— start of Passage provided —

Gander resident Heber Bowering was the victim of break and enter earlier this year that caused more than $13,000 in damages to his property. Standing next to one of three doors that had to be replaced, he is calling on the RCMP and area politicians to bring about a stronger police presence.
Gander resident Heber Bowering was the victim of break and enter earlier this year that caused more than $13,000 in damages to his property. Standing next to one of three doors that had to be replaced, he is calling on the RCMP and area politicians to bring about a stronger police presence. - Adam Randell

Calling on RCMP and politicians to advocate 24-hour policing and stronger police presence

GANDER, N.L. –  Heber Bowering stands next to one of three doors to be replaced at his home after it was broken into earlier this year.

The criminal(s) used a wrecking bar on three of the home’s entrance points, causing $13,690 in damages, and made away with approximately $2,000 worth of the family’s belongings.

He was out of town at the time of the break and enter, which was discovered Feb. 1 by a family member looking after the property.

As of May 9, the case remains unsolved.

The Gander resident no longer feels safe in his home. He says he hasn’t felt safe since a rash of break and enters occurred in the central Newfoundland community back in 2015 – which saw 39 incidents. In 2016, there were 15, and 2017 saw 23 reported break and enters.

“The problem is the lack of 24-hour policing,” Bowering said. “I feel if we have policing throughout the nighttime it will act as a deterrent.”

Bowering understands the Gander RCMP detachment has limited resources to work with, but feels staggered shifts could be a solution to offering around-the-clock coverage.

“My biggest fear is this is going to continue and one of these days (criminals) are going to be confronted and somebody is going to be hurt,” he said.

He has also written area politicians on the federal, provincial and municipal levels about increasing Gander’s police force.

But the response has been limited.

“We need politicians to put pressure on government for more police resources,” he said. “But I feel it’s not being taken serious by town officials and our elected members.”

Bowering decided to go public with his story in the hope of bringing awareness to the ongoing criminal activity and the need for change.

According to the RCMP’s quarterly statistics, Bowering’s home was one of 13 break and enters reported between January and the end of March. Four of those reports were unfounded, nine were confirmed.

Of those nine, one has resulted in charges being laid. The remaining eight were closed, unsolved or remain under investigation.

“A break and enter investigation is one of the most complex investigations an officer will do,” said Staff Sargent Roger Flynn.

“And without two of the main things – a main witness and forensic evidence – it’s extremely difficult,” he said.

— end of Passage provided —

▶ Short exercise A:
In the article on the Gander break and enter, on what date was the break-in at Bowering's home discovered?
The listing is unrelated to the article on the Gander break and enter.

— start of Supplied data —

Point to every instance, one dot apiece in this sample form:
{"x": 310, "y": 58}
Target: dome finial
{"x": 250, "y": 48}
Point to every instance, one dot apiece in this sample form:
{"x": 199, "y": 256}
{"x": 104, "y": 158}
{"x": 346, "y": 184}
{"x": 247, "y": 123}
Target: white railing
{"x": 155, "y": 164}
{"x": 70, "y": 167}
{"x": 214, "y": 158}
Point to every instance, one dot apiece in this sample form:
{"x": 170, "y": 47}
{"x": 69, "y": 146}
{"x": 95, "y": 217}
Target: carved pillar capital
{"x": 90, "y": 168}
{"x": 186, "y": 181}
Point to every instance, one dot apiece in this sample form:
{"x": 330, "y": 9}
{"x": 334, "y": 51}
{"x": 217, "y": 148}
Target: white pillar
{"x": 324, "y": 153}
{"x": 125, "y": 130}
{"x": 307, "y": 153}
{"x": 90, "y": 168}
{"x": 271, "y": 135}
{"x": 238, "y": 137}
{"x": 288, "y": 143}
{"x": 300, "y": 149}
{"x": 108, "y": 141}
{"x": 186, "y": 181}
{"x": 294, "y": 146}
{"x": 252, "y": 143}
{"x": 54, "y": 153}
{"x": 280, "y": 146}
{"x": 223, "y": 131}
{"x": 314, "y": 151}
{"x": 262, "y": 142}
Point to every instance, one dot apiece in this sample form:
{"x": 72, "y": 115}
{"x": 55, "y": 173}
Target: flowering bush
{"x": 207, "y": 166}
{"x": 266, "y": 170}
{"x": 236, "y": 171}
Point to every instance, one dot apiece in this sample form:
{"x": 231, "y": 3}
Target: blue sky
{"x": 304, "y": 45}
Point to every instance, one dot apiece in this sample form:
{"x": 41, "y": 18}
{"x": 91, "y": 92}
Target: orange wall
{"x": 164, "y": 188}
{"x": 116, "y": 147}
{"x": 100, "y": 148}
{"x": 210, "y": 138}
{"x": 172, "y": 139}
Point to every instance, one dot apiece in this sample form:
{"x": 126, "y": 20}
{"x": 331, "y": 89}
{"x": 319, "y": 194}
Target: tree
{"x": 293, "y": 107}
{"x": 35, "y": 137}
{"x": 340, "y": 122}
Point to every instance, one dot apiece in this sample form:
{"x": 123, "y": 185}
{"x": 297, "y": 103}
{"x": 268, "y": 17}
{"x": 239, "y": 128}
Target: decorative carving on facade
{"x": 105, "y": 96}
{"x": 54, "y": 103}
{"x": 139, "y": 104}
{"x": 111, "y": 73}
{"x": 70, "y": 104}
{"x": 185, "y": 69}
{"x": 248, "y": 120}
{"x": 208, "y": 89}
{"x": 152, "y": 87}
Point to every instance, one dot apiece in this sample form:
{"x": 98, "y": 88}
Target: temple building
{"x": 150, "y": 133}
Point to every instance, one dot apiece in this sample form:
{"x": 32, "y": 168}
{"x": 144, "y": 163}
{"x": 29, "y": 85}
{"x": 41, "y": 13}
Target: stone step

— end of Supplied data —

▶ Short exercise B:
Gather every line of the listing that contains the string "white".

▶ Result A:
February 1.

▶ Result B:
Target: white railing
Target: white pillar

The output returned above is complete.